**Material provided**

--------------------

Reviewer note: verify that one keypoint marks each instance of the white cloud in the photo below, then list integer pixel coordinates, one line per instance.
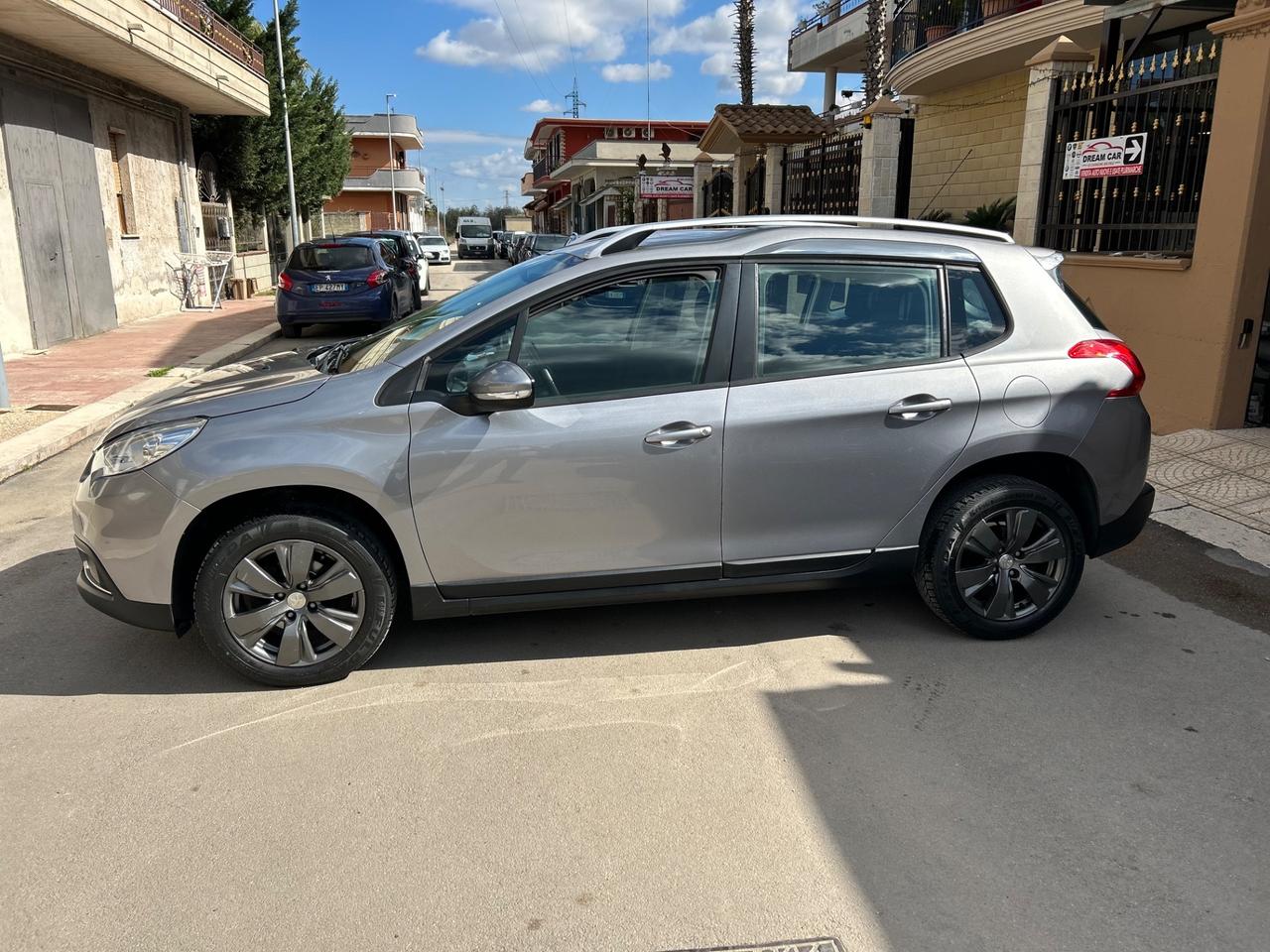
(635, 72)
(534, 35)
(468, 137)
(711, 36)
(504, 164)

--------------------

**Requirement**
Extract every line of text from the records above verbatim, leaving out the pictures.

**Expected answer**
Reviewer note: verify that one keypoint marks each instance of the white cloud in the photo below, then list integer pixel coordinates, one line per instance.
(635, 72)
(534, 35)
(468, 137)
(711, 36)
(504, 164)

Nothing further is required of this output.